(Object position labeling entries)
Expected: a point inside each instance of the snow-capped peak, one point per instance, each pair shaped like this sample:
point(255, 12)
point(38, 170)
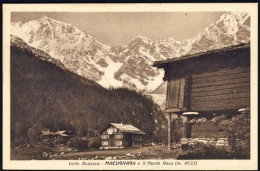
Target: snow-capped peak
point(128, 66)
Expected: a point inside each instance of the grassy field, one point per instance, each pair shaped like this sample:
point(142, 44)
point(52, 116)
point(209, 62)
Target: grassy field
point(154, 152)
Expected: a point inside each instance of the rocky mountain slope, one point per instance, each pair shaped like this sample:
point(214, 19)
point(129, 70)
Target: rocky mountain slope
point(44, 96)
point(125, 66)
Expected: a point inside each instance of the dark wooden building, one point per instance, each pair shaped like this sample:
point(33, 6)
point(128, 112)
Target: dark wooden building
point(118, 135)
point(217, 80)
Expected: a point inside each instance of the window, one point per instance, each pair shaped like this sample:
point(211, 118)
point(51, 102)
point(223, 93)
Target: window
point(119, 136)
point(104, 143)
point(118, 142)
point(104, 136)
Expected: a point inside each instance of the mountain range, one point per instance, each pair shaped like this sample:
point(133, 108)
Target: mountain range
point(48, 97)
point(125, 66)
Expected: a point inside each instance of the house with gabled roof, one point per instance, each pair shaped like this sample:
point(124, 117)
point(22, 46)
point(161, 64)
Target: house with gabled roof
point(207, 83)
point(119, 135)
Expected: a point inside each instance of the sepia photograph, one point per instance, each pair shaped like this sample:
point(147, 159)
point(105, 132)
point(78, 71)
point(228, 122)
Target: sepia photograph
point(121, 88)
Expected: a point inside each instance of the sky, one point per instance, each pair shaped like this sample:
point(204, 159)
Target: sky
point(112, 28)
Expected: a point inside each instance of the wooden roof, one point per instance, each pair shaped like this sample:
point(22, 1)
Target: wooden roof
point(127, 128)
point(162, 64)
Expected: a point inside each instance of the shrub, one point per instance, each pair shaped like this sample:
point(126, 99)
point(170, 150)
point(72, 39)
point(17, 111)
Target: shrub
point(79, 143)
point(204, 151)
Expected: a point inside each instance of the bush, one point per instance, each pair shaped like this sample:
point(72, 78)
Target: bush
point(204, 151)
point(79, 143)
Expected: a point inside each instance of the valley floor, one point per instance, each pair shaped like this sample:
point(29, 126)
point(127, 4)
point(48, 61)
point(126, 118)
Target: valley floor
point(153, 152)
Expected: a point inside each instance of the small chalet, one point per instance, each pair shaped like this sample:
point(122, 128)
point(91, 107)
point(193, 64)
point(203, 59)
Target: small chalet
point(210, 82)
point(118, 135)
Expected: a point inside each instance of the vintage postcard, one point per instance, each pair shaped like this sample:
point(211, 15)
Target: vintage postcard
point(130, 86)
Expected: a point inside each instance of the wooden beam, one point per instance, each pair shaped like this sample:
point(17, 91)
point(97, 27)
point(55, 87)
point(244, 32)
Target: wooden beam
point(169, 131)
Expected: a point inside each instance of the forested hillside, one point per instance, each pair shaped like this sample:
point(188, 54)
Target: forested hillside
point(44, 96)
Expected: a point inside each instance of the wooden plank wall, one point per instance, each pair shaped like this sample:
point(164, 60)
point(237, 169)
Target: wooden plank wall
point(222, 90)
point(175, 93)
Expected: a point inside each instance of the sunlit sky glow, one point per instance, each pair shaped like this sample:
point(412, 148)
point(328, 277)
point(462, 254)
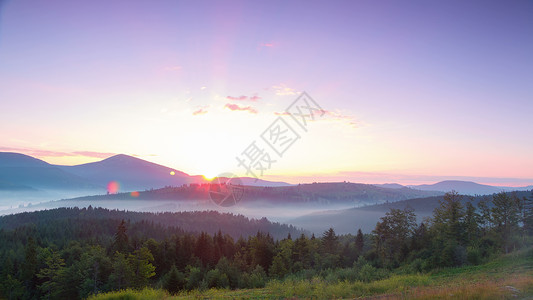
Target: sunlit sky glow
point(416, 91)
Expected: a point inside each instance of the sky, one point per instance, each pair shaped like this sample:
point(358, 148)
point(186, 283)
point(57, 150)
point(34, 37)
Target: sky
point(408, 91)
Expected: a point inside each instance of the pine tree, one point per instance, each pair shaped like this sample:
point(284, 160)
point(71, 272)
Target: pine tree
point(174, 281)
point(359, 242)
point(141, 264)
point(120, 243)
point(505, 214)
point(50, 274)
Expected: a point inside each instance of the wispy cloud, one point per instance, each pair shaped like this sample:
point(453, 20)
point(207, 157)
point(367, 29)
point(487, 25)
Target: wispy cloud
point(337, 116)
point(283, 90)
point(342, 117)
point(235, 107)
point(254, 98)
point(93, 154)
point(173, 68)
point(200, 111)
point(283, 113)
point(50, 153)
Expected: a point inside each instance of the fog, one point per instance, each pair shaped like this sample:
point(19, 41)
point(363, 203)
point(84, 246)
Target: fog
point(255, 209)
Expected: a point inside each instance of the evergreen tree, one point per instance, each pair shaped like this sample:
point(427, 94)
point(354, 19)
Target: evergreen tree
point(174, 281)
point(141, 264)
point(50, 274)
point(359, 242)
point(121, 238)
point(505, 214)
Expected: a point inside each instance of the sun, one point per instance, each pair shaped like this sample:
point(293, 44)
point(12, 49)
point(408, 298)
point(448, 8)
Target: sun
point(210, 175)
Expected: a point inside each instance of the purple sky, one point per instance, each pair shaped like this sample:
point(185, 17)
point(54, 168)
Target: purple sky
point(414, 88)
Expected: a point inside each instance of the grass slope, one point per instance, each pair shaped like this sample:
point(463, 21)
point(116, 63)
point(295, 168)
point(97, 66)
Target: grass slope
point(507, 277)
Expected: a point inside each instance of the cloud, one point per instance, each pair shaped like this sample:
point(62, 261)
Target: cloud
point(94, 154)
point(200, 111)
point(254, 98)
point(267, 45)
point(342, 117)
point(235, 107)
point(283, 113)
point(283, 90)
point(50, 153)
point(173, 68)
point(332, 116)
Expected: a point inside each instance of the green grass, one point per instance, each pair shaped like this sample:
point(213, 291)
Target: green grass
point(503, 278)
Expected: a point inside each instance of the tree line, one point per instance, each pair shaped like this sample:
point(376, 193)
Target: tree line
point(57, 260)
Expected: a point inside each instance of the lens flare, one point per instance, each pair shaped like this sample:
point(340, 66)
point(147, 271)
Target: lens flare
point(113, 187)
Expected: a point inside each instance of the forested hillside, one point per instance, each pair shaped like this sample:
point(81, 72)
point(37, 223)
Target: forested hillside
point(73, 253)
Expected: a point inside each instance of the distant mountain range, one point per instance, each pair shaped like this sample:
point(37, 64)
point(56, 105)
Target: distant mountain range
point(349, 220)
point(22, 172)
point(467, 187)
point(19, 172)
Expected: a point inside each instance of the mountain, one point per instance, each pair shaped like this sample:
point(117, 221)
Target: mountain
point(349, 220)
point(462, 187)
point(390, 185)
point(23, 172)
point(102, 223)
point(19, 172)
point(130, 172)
==
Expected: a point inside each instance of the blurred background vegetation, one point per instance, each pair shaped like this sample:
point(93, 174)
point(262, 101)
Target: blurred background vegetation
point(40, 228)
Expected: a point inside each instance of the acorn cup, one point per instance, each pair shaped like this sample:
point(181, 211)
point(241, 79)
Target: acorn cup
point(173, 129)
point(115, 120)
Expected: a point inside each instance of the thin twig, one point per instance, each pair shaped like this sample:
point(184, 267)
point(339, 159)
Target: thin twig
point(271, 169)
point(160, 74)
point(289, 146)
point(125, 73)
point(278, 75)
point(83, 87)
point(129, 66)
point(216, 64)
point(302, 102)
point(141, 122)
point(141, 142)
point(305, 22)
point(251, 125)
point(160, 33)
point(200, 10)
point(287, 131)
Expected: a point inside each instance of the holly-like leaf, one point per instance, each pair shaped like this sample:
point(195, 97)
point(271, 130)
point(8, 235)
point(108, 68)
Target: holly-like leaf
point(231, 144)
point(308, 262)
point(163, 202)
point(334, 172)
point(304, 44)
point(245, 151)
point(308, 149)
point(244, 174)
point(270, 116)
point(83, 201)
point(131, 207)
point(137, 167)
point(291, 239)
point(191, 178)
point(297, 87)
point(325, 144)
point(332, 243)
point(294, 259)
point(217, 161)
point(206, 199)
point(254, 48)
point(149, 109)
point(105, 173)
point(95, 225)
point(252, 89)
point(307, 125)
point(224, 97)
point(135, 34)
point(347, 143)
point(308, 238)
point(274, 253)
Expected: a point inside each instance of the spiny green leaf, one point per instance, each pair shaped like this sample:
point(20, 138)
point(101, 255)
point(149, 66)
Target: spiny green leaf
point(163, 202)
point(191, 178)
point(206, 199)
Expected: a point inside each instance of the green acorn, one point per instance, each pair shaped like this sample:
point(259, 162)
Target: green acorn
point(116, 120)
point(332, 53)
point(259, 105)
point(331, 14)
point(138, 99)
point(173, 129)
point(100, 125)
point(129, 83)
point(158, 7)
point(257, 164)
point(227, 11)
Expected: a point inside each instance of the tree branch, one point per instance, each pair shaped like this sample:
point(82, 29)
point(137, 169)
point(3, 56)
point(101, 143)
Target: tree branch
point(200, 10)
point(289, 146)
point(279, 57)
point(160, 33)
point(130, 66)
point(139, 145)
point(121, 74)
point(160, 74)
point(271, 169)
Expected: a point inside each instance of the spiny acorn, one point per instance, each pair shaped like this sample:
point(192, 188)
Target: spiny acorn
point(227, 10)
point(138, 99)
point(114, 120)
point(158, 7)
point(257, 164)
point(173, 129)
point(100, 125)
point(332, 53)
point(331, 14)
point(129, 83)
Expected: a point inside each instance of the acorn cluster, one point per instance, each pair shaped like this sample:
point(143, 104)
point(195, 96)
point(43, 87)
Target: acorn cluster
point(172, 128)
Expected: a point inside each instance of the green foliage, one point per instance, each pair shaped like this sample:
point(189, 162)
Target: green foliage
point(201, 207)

## Stated problem
Please rename "wispy cloud" to "feathery cloud" in the data between the lines holding "Expected: a point inside each instance of the wispy" and "point(255, 209)", inclusive. Return only those lines, with everything else left as it is.

## Reply
Expected: a point inside each instance of the feathery cloud, one point per instance, each pair shaped like this sample:
point(453, 20)
point(207, 157)
point(367, 29)
point(487, 25)
Target: feathery cloud
point(337, 116)
point(283, 90)
point(342, 117)
point(235, 107)
point(254, 98)
point(93, 154)
point(173, 68)
point(200, 111)
point(283, 113)
point(50, 153)
Expected: a point inside each instance of the fog, one point per instance, each pair shaped like this sample:
point(19, 41)
point(363, 203)
point(84, 246)
Target: fog
point(255, 209)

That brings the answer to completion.